■ PROVIDED PASSAGE ■

^^^^

Hospitals executives recently delivered a dire warning about the future of rural hospitals: They’re calling themselves the canaries in the coal mine. Many of their facilities are already facing a financial crisis.
Konnie Martin, the CEO of San Luis Valley Health in Alamosa, is one of them. The south central Colorado hospital provides 670 jobs and is the region’s largest employer. It’s the “only hospital in the six-county region that delivers babies and the only hospital that does any specialty or surgical services,” Martin said.
The hospital has benefitted financially from the expansion of insurance coverage under the Affordable Care Act, Martin said. But it operates on a thin margin, one that could be upended if the ACA replacement doesn’t address their financial challenges.
“The hospital being the largest employer, the largest annual budget, if we become unstable through this period of uncertainty, it could destabilize our entire local community,” Martin said.
Four hours northwest of Alamosa, in Colorado’s rugged high country, is the Delta County Memorial Hospital. CEO Jason Cleckler has a similar story, his hospital is the county’s largest employer too, with 615 workers. He’s not sure what’s coming down the pike as Republicans look to rework the ACA. “I think that's core of what keeps me up at night in regards to health care reform,” Cleckler said.
Both rural hospitals are on a list of eight the Colorado Hospital Association says are in critical condition, in danger of closing.
Brock Slabach, a Senior Vice-President with the National Rural Health Association said that they’re “very concerned.” His group has identified 670 hospitals nationally that are at risk of going under — that’s a third of all of the nation’s rural hospitals. He calls it the Rural Hospital Closure Crisis.
“They provide the employment for many of the physicians and nurse practitioners and physician assistants that work in these communities,” said Slabach. “Once these hospitals leave the community, they're not going to be coming back.”
Under the Affordable Care Act, Colorado expanded Medicaid, but Slabach said many rural hospitals closed in states that didn’t expand it. Insurers, facing major financial losses, also pulled out of health care exchanges. That left customers in rural communities with few choices, and high premiums and deductibles. “For rural citizens, it's extremely difficult because they're already typically poor,” Slabach said. Under the ACA, “there were failures for rural America.”
A Republican repeal of the ACA could exacerbate the rural health care crisis, in many cases, these are the same counties that helped elect Donald Trump. In rural Colorado, Trump won 57 percent of the vote, compared to 35 percent for Hillary Clinton, according to the Colorado Health Institute.
On the state’s at-risk-list is Lincoln Community Hospital and Care Center. It’s in Hugo, a sparsely populated farming and ranching town in Lincoln County on the eastern plains. Seventy-eight percent of the residents here voted for Donald Trump. There also isn’t another hospital for 75 miles, which makes the facility critical for people in several counties.
“I think it's a huge driver in keeping us all going and enticing people to move out here and live here” said Julia Coonts, the mayor of nearby Limon. “We need to provide these services.”

^^^^

■ WHAT IS BEING ASKED ■
Name each person the article on rural Colorado hospitals quotes directly, and give the position the article assigns to each.

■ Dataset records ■
^^^^

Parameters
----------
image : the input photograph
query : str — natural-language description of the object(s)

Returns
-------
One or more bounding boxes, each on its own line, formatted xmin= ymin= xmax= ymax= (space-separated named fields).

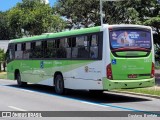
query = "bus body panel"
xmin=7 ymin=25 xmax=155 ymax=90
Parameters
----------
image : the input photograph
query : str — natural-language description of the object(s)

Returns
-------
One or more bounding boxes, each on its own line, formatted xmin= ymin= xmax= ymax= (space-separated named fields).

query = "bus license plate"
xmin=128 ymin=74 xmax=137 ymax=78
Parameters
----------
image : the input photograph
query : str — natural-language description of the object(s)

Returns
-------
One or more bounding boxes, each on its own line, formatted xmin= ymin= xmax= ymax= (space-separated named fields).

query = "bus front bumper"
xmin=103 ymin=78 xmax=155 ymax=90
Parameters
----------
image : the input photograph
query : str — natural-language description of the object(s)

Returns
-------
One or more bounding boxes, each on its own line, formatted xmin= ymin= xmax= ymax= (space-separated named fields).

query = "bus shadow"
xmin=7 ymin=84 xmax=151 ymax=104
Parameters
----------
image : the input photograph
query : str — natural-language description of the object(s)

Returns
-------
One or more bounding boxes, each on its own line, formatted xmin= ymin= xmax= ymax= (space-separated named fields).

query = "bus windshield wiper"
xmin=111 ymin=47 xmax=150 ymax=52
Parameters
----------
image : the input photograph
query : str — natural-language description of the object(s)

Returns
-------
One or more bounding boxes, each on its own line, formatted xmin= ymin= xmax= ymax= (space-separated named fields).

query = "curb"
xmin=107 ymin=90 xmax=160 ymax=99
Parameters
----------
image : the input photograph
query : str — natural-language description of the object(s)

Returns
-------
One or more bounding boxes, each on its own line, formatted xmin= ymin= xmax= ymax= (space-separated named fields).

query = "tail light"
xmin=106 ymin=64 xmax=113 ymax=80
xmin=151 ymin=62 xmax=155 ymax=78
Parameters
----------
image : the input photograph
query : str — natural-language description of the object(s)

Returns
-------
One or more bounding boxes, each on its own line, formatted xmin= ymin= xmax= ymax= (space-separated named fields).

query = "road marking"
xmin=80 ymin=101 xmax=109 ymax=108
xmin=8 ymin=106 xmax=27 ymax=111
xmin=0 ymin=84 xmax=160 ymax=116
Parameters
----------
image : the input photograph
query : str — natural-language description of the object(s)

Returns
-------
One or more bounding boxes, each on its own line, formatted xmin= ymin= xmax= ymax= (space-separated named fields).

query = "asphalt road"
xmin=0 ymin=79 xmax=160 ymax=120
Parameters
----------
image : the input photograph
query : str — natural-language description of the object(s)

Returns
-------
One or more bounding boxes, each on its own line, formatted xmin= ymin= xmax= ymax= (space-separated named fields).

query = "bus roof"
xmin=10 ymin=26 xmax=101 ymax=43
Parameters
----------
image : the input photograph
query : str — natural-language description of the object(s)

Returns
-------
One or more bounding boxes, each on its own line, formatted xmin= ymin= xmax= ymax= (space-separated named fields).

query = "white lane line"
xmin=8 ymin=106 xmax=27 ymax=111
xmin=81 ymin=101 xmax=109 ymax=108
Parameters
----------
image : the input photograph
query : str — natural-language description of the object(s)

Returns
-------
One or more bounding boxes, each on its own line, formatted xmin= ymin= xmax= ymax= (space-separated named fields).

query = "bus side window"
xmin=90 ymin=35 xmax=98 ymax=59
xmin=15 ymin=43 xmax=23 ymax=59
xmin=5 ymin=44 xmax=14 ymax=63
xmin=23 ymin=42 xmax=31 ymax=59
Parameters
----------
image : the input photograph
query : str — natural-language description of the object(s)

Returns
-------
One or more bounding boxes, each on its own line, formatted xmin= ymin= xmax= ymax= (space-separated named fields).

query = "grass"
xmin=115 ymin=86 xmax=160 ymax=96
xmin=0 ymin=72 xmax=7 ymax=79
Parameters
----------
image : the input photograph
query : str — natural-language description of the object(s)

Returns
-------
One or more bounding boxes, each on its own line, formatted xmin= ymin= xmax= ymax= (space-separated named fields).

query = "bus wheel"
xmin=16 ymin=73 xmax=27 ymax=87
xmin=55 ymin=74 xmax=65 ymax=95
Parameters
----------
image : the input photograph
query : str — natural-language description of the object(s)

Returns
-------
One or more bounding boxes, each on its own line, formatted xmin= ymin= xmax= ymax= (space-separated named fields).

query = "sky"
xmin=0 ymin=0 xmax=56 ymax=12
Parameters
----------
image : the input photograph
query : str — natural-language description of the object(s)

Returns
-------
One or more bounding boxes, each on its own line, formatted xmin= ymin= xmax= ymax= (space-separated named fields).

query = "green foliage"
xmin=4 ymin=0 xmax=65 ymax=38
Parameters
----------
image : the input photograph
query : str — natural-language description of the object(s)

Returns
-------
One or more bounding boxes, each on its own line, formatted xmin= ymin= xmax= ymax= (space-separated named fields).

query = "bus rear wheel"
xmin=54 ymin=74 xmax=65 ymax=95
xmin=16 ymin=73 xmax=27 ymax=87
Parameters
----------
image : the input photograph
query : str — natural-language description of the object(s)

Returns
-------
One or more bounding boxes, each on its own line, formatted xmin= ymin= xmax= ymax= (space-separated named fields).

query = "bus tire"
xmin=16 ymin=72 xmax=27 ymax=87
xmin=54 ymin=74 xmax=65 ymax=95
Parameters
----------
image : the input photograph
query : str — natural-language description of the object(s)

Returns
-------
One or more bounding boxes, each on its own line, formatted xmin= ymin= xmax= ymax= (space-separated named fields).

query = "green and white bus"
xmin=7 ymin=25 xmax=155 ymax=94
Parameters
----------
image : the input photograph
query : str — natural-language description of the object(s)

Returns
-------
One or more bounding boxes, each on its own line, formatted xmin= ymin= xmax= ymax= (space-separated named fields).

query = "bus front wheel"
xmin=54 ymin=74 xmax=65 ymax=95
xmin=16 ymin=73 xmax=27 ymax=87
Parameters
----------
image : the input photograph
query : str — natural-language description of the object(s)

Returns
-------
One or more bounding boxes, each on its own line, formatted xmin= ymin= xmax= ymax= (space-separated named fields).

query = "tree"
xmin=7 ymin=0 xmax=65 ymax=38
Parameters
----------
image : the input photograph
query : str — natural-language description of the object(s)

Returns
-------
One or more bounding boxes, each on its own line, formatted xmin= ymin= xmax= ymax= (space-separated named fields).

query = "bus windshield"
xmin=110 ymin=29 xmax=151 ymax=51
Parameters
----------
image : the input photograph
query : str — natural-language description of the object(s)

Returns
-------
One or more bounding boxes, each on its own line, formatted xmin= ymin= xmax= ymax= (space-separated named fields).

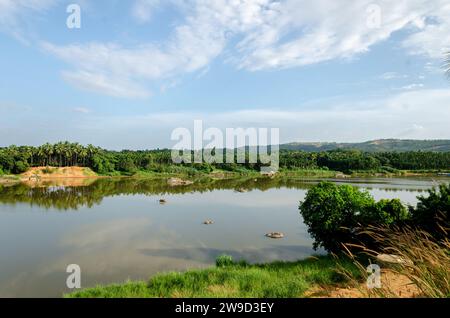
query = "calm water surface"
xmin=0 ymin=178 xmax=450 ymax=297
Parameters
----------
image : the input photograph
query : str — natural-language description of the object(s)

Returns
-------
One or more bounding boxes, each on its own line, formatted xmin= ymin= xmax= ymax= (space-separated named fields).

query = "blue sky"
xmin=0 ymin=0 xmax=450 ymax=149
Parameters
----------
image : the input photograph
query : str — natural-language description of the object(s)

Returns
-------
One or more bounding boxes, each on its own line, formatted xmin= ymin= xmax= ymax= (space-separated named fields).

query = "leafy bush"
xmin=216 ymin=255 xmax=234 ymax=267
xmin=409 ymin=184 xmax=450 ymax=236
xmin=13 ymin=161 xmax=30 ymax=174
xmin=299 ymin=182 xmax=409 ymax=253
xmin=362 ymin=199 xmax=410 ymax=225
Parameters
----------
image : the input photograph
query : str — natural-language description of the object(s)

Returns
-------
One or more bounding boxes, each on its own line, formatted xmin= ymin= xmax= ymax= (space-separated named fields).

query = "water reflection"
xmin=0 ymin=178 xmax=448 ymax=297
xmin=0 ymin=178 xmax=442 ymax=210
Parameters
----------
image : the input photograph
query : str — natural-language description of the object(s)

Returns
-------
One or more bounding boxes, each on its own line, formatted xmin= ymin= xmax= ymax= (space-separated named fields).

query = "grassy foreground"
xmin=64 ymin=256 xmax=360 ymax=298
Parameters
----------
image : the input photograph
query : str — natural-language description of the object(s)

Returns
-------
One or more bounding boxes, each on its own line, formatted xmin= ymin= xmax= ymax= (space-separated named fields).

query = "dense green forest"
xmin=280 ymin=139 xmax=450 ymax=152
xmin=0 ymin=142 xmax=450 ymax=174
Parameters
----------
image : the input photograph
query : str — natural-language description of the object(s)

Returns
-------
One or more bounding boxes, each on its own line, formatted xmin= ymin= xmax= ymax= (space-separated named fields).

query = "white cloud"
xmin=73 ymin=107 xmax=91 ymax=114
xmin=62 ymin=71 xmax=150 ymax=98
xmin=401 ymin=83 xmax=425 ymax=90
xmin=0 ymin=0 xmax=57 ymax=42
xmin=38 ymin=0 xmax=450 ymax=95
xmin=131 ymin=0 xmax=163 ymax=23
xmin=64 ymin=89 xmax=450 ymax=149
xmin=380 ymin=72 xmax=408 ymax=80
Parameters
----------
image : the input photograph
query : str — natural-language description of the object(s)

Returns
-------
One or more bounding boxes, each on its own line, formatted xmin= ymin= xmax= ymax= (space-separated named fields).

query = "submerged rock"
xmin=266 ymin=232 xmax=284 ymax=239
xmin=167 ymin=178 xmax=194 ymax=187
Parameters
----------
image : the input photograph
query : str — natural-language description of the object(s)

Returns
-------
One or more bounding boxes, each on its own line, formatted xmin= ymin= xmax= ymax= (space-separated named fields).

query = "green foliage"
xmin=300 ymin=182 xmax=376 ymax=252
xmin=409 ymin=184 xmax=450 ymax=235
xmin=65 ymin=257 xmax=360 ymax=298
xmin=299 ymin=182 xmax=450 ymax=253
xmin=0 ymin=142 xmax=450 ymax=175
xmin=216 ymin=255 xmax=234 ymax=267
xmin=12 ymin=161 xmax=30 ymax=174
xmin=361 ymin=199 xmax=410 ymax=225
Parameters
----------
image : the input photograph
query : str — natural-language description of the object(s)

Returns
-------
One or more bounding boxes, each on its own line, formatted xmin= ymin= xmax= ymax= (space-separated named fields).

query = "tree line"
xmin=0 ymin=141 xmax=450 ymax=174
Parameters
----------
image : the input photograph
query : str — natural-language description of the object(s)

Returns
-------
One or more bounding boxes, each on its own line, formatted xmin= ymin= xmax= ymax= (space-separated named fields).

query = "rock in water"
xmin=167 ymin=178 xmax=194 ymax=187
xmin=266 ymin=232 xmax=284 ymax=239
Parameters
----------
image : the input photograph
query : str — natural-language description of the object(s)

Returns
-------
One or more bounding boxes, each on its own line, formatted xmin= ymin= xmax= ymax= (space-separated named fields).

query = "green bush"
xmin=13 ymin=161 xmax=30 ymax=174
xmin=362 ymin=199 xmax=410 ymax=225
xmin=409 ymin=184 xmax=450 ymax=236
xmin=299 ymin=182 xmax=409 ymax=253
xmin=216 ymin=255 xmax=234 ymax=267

^^^^

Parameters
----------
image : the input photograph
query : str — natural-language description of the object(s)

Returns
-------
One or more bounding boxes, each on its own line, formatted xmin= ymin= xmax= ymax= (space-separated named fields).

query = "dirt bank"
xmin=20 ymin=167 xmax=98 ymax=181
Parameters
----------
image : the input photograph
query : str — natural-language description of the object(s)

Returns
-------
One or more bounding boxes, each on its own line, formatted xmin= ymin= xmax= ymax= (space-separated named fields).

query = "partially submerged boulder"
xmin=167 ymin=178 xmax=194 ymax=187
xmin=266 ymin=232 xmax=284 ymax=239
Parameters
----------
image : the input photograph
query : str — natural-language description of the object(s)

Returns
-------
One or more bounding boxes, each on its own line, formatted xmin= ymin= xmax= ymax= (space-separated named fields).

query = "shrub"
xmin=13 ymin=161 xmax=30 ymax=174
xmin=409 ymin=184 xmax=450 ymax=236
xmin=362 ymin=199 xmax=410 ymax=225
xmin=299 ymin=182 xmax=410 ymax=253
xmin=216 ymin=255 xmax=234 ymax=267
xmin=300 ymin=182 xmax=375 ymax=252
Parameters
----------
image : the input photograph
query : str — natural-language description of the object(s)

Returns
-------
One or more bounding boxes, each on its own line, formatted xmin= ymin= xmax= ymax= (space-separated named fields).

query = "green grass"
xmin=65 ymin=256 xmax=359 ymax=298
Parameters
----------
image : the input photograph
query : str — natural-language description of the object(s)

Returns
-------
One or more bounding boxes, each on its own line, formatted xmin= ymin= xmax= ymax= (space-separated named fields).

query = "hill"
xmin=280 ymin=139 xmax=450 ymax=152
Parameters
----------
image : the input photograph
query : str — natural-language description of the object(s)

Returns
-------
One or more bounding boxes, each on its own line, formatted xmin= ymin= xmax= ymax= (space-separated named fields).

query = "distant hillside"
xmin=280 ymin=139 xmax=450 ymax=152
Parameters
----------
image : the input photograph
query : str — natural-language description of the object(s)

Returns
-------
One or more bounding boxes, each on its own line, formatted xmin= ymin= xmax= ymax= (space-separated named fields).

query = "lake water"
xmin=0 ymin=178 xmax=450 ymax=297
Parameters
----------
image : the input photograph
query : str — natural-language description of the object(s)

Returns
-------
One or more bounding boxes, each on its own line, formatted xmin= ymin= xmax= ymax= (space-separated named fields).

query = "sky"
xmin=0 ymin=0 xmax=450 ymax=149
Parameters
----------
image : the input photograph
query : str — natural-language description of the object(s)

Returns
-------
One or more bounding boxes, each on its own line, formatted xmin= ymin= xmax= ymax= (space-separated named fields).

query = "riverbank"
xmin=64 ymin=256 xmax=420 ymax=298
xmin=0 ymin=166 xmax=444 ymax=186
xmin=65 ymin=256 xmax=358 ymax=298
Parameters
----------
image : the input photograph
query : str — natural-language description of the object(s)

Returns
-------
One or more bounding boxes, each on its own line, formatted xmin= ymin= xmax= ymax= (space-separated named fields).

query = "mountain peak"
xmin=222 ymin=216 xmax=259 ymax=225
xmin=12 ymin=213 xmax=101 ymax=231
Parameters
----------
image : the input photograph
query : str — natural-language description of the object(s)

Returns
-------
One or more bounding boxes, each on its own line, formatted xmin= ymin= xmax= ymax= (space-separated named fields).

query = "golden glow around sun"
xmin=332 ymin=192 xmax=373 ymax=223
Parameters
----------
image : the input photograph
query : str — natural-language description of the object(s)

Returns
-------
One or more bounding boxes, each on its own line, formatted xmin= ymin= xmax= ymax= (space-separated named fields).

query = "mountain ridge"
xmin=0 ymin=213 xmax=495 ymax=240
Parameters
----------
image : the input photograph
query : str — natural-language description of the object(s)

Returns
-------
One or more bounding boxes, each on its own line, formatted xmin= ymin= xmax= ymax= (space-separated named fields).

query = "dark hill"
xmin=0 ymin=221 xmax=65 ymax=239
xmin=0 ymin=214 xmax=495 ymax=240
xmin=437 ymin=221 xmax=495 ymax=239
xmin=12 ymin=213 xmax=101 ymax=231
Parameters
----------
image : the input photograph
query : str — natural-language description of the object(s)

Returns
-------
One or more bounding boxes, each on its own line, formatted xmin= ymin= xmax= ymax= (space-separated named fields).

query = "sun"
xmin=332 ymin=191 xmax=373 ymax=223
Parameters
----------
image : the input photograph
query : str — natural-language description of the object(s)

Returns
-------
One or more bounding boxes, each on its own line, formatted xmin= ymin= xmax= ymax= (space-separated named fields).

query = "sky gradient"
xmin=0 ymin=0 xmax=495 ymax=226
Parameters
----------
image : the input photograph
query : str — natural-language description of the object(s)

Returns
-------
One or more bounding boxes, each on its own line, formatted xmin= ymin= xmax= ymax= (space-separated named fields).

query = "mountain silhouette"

^^^^

■ WRITTEN SOLUTION ■
Konnie Martin, CEO of San Luis Valley Health
Jason Cleckler, CEO of Delta County Memorial Hospital
Brock Slabach, Senior Vice-President with the National Rural Health Association
Julia Coonts, mayor of Limon